Tâche à réaliser: Relevez, s'il vous plaît, toutes les personnes désignées par leur nom dans l'extrait de texte sur la SFC.

Extrait de texte:

>>

Le Pr Derumeaux souligne enfin que dès sa prise de fonction, en janvier 2010, elle a demandé au comité d’éthique de la SFC de travailler à la rédaction d’une charte visant à organiser au mieux les liens avec l’industrie. « J’attends que cette charte soit finalisée pour la rendre publique sur notre site, explique-t-elle. Il convient de préciser que cette charte concernera aussi nos relations avec les associations de patients. C’est quelque chose de très important. La parole des patients est essentielle et j’attends, pour la rédaction de la charte, la contribution de l’Alliance du cœur présidée par Jean-Claude Boulmer ».

Sinon, sous la présidence du Pr Derumeaux, la SFC compte bien poursuivre une de ses missions traditionnelles : la production de recommandations élaborées par ses groupes de travail ou adaptées à partir de textes européens. « Cette mission est placée sous la responsabilité d’une commission présidée par le Pr Olivier Dubourg. Celle-ci a deux rôles. Le premier est de proposer ou de revoir les recommandations qui peuvent être émises directement par la SFC. C’est ainsi que nous avons produit, par exemple, des recommandations sur l’échographie ou les valvulopathies. La commission est aussi chargée de revoir les recommandations européennes, de les faire avaliser par notre conseil d’administration, puis de les mettre en perspective par rapport à la réalité de la pratique cardiologique en France », indique le Pr Derumeaux.

<<

Entrées de données enregistrées:

>>

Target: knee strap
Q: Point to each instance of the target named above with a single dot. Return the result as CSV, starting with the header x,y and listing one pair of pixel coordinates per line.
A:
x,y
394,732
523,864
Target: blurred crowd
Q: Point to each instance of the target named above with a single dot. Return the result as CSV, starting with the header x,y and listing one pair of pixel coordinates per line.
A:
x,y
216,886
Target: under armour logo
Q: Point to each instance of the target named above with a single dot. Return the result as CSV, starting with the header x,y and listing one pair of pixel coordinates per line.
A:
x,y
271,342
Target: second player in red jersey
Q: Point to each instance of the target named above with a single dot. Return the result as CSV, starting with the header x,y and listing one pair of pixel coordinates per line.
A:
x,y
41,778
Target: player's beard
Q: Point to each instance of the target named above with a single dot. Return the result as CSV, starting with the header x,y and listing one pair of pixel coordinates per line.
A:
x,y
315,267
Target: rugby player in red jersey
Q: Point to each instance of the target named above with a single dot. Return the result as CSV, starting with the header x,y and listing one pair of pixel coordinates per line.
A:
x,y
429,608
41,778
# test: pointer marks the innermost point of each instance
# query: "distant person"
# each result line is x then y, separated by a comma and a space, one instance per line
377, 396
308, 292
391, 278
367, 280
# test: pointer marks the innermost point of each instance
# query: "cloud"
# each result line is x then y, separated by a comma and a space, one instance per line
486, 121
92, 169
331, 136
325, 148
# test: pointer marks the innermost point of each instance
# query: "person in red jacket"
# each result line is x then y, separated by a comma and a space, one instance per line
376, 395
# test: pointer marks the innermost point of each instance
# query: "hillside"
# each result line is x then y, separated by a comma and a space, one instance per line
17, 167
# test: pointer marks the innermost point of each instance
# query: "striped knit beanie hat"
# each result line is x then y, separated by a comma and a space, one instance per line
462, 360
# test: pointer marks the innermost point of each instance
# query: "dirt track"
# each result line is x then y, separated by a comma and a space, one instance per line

<<

Résultat:
- Pr Derumeaux
- Jean-Claude Boulmer
- Pr Olivier Dubourg